Vida cotidiana

Los amigos de lo ajeno en la antigua Atenas

En la capital del Ática abundaban los rateros, carteristas y ladrones de casas, además de estafadores de mercado

dracma

dracma

Reverso de tetradracma de plata ateniense.

Foto: Scala, Firenze

En la Atenas clásica existía una amplia variedad de individuos denominados kakourgoi, literalmente malhechores. Muchos eran ladrones de diversos tipos: simples rateros, carteristas o ladrones de mantos que actuaban en espacios públicos, butroneros o ladrones de casas, ladrones de templos... La ciudad daba cobijo también a un buen número de timadores y estafadores, desde taberneros que escatimaban vino a sus clientes a pescaderos que trataban de hacer pasar por fresco su pescado pasado.

La ciudad de Atenas daba cobijo a un buen número de timadores, estafadores y ladrones de diversos tipos.

Estos últimos gozaban de especial mala fama en la comedia, donde a menudo se alude a las tretas que empleaban para burlar la prohibición de humedecer el pescado a fin de que pareciera recién capturado, como en la siguiente anécdota del cómico Jenarco: «Un individuo [...], al ver que el pescado se le secaba, organizó una pelea entre ellos [los pescaderos], adrede, sin duda alguna. Hubo golpes, y tras hacer como que había recibido una herida mortal, cae al suelo. Y fingiendo estar sin sentido yacía entre el pescado. Mas alguien grita: “¡Agua, (agua)!”. Alza al punto una vasija uno de sus compañeros de oficio y vierte justo encima de él un poquito, y sobre el pescado todo lo demás: dirías que lo acababan de pescar».

Hermes en reposo

Hermes en reposo

En la Atenas clásica no existía la distinción entre delitos y crímenes que sí se encuentra en Roma, ni un término específico para referirse a la delincuencia o al crimen. Los que más se aproximan son kakourgemata, malas acciones o delitos, y kakourgoi, malhechores.

Foto: Museo Arqueológico Nacional, Nápoles

Los bajos fondos

Los puestos de venta de pescado y, especialmente, aquellos donde se vendía el producto más caro, eran el lugar de reunión por excelencia de carteristas, robamantos, butroneros y otros ladrones, quienes acudían a tales negocios a gastar el dinero que habían ganado de manera ilícita. Es posible, además, que en el ágora hubiera un mercado clandestino donde se comerciaba con productos robados.

La literatura menciona la presencia en las calles de Atenas de carteristas (ballantiotomoi) y de otros pequeños ladronzuelos (kleptai), tal y como se deduce, por ejemplo, de la advertencia que hace uno de los personajes de Los acarnienses de Aristófanes a una joven que participa en la celebración de un festival: «Avanza y guárdate muy bien entre el gentío de que nadie te birle las joyas de oro sin darte cuenta».

## [Datos proporcionados]
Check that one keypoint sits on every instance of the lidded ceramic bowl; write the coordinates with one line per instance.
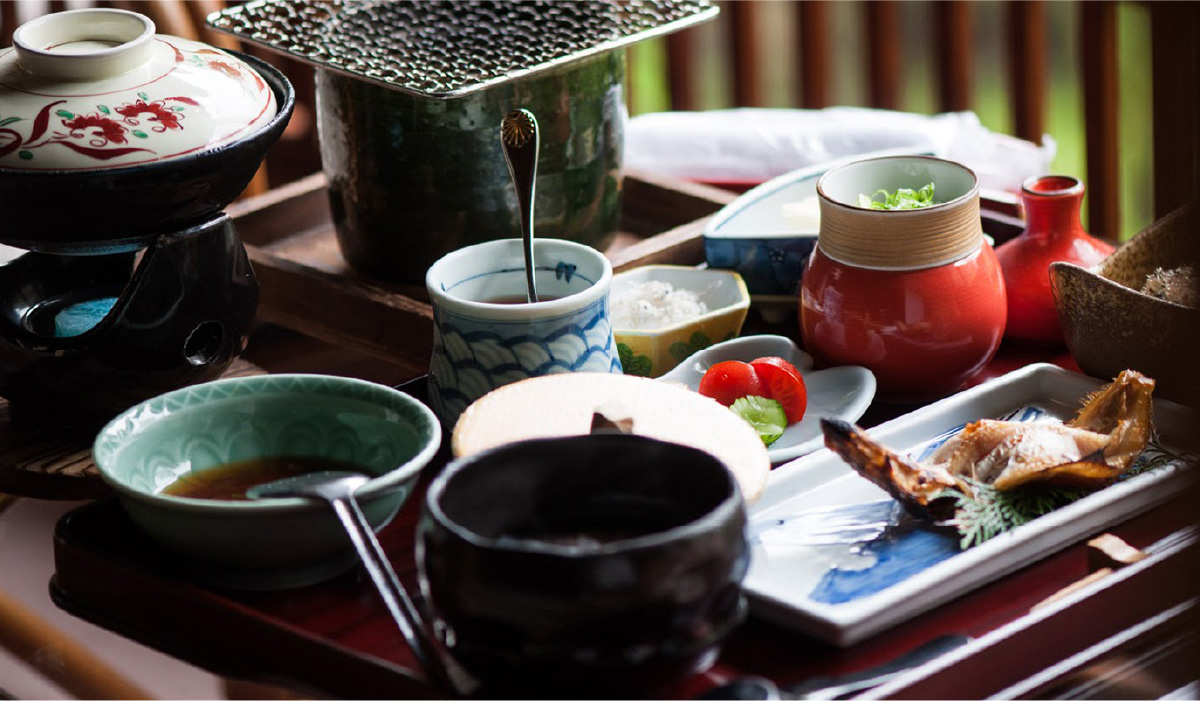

## [Tarea propuesta]
Enumere los términos griegos que el texto sobre los ladrones de la antigua Atenas acompaña de su significado en español e indique ese significado junto a cada uno. Responda basándose exclusivamente en el texto.

## [Solución del ejercicio]
- kakourgoi: malhechores
- kakourgemata: malas acciones o delitos
- ballantiotomoi: carteristas
- kleptai: pequeños ladronzuelos